## [What to work on]
Filter the items below down to the lines containing the word "armrest", and copy each of those lines in full.

-- begin Supplied records --

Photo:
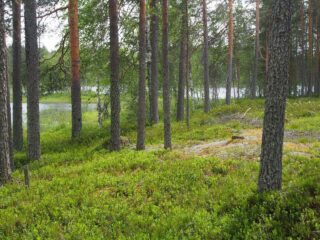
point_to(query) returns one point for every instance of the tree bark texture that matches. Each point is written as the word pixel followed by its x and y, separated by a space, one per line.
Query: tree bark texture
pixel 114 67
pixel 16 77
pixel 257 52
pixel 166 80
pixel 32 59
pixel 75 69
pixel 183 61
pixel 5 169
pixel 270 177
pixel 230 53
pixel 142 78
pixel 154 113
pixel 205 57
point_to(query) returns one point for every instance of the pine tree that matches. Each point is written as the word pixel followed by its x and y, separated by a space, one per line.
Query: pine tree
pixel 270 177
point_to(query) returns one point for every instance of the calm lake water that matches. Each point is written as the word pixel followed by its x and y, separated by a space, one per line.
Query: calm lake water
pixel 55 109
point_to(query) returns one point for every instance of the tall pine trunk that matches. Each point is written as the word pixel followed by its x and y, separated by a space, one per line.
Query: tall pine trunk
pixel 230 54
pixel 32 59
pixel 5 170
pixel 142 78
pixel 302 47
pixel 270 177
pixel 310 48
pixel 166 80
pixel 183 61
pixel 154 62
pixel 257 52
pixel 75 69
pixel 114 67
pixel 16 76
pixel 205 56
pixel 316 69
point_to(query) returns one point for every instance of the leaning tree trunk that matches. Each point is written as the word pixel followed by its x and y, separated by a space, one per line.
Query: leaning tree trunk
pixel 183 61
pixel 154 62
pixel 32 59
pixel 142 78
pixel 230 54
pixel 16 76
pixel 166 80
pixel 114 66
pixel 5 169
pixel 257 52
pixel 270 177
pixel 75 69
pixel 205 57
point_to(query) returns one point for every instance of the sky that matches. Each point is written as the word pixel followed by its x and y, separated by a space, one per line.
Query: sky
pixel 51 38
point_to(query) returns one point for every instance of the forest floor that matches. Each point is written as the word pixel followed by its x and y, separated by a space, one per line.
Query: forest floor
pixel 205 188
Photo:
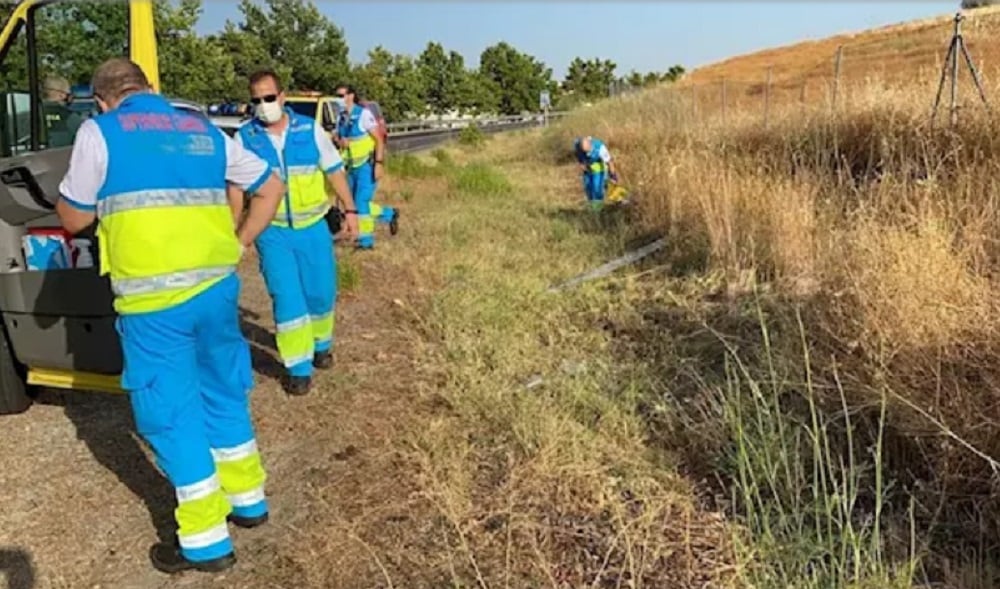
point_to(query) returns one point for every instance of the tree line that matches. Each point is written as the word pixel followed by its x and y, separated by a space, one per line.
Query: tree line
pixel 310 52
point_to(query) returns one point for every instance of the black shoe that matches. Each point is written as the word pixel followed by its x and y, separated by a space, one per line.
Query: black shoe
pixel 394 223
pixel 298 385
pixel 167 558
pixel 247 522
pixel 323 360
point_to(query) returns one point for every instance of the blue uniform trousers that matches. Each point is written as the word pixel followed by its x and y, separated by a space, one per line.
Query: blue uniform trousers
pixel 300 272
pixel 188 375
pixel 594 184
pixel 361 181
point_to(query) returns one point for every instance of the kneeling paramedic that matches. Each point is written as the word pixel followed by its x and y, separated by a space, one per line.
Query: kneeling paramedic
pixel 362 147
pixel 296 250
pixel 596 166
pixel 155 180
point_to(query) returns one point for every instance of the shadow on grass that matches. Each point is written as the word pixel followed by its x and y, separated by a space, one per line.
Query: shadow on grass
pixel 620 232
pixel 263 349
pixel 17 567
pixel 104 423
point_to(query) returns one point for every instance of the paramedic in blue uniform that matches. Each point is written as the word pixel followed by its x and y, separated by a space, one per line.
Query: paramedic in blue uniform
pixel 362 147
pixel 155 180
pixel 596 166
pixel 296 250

-- end Supplied records --
-- begin Supplied records --

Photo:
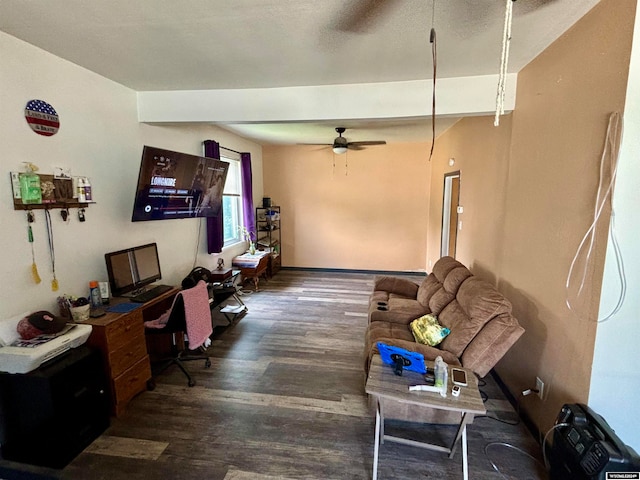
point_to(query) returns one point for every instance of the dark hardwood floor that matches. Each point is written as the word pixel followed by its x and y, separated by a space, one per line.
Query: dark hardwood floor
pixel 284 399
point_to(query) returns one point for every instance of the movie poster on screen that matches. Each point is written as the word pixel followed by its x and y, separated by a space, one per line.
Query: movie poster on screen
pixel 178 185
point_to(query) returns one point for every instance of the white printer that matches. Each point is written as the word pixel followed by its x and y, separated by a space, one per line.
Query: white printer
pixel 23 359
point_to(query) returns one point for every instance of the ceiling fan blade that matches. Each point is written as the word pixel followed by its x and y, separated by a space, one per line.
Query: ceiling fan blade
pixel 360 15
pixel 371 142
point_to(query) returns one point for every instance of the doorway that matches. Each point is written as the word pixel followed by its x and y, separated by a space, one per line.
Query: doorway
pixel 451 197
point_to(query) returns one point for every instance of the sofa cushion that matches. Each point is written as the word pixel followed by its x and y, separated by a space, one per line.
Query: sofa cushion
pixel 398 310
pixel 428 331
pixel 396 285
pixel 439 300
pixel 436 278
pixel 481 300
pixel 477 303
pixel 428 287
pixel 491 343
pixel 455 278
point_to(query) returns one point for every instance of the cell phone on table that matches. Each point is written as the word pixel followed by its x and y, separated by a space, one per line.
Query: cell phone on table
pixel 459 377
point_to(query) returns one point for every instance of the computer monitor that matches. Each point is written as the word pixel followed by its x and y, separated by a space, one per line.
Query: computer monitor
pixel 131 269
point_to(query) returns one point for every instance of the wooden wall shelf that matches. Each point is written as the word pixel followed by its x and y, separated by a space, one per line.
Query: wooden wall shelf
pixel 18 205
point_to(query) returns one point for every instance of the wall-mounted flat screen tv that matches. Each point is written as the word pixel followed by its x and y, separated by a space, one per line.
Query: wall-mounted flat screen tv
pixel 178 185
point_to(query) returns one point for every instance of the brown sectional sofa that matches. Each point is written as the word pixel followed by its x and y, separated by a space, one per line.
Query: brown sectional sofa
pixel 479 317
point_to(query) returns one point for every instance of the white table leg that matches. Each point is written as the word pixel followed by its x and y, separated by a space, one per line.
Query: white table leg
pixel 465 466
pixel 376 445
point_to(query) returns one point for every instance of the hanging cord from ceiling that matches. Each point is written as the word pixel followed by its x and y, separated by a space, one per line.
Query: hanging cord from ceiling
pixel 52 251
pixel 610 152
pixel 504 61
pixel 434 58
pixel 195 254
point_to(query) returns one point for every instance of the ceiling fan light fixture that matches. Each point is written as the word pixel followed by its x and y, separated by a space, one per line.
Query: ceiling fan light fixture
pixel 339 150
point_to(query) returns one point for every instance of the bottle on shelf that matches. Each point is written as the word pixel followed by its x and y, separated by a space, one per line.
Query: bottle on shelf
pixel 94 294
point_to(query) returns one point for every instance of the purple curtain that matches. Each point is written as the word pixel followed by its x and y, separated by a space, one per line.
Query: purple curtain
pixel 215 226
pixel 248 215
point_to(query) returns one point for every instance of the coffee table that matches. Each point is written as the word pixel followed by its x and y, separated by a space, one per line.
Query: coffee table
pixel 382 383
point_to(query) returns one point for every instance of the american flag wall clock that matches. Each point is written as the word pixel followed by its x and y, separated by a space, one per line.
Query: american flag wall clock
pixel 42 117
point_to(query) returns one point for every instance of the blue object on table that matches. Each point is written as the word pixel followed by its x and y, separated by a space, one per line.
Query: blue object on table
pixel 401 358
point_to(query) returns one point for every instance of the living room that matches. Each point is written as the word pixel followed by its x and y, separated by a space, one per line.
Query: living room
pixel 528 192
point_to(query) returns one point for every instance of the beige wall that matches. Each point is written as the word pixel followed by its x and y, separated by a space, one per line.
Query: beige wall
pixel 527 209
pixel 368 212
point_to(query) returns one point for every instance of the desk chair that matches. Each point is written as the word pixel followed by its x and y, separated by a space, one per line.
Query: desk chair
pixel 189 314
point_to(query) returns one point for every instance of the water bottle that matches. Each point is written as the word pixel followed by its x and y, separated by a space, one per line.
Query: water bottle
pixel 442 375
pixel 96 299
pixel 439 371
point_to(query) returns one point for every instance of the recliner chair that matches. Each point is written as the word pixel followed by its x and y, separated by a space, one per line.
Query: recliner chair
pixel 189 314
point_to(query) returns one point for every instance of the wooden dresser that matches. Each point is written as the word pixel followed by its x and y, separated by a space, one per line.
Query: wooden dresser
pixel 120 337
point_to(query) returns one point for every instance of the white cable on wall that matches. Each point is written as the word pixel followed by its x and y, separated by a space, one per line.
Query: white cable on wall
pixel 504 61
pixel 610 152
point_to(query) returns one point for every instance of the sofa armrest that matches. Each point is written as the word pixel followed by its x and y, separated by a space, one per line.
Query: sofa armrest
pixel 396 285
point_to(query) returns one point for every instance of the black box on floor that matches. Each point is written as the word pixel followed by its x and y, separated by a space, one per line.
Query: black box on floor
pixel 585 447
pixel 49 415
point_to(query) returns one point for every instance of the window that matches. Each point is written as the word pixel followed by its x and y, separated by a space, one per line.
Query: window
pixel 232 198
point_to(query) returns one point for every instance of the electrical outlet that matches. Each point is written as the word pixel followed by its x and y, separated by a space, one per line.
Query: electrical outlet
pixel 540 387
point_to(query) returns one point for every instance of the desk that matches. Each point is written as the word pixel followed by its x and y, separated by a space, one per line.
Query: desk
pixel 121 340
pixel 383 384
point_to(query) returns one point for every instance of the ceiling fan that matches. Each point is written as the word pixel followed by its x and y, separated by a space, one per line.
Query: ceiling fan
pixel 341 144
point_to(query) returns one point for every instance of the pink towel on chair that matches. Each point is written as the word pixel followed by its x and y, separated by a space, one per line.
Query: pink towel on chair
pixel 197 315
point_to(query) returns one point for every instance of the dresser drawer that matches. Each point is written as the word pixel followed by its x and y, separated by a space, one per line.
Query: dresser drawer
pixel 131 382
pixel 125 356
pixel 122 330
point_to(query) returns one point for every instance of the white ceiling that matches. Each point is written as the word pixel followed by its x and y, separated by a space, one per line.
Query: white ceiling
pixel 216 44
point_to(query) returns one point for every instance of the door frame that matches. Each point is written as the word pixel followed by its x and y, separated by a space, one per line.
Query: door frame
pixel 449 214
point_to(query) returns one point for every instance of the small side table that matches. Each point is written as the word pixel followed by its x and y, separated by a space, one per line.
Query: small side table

-- end Supplied records --

## [Output]
point_to(query) returns one point for every instance of the sofa armrest that matches. Each point is written as the word pixel followed by its x and y, separated by a space, one per line.
Query: sofa armrest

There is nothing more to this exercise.